(Entries drawn from a collection)
○ ○ ○ ○ ○ ○ ○
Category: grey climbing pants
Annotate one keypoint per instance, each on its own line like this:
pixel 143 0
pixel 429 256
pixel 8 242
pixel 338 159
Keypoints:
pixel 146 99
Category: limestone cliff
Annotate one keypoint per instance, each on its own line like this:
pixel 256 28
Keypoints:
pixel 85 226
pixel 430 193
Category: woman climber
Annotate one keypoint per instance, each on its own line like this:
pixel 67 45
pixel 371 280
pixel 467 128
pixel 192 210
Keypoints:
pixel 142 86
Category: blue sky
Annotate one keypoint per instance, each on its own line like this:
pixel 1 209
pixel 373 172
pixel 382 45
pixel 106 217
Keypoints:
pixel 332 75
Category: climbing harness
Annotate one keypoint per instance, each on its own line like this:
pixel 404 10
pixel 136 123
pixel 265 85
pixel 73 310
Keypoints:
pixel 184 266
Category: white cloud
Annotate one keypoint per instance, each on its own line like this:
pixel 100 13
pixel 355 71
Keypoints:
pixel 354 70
○ ○ ○ ○ ○ ○ ○
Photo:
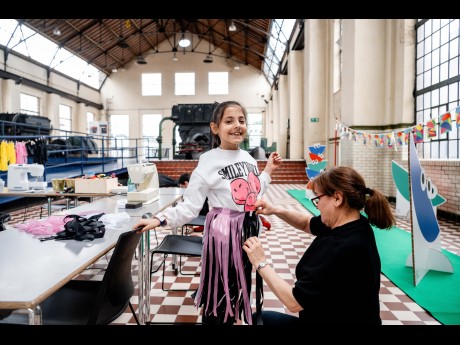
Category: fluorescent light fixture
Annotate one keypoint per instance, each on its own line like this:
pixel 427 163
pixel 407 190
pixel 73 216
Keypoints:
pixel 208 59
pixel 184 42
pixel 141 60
○ ○ ○ ○ ○ ○ ○
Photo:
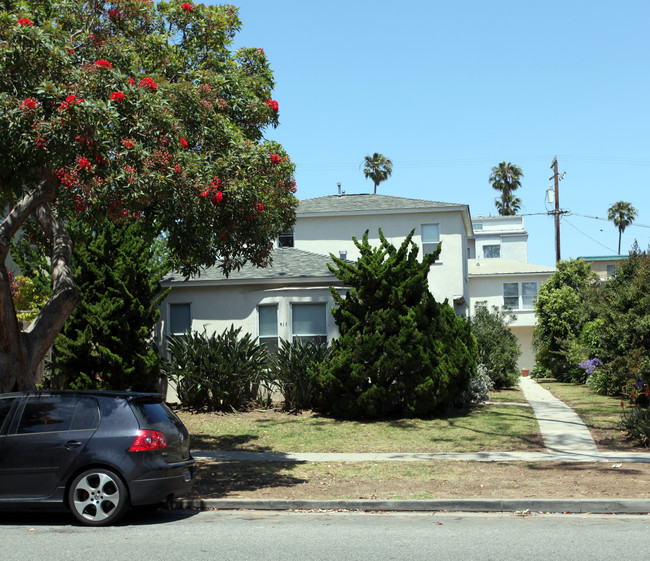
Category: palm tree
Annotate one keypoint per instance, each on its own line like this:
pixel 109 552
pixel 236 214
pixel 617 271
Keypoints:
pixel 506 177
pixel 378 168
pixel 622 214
○ ○ ○ ○ ○ ○ ○
Render the lines starting at the one containing "Category: blue sky" and ending at the one containing "pixel 184 266" as a JSON list of strings, one string per line, with blank lines left out.

Exercise solution =
[
  "Category: blue sky",
  "Annotate one keypoint per instance, each on its own line like this:",
  "pixel 1 209",
  "pixel 373 172",
  "pixel 382 45",
  "pixel 106 217",
  "Keypoints:",
  "pixel 332 75",
  "Category: climbing harness",
  "Annotate one keypoint per instance, each on its own line like this:",
  "pixel 404 10",
  "pixel 136 123",
  "pixel 265 85",
  "pixel 73 310",
  "Keypoints:",
  "pixel 184 266"
]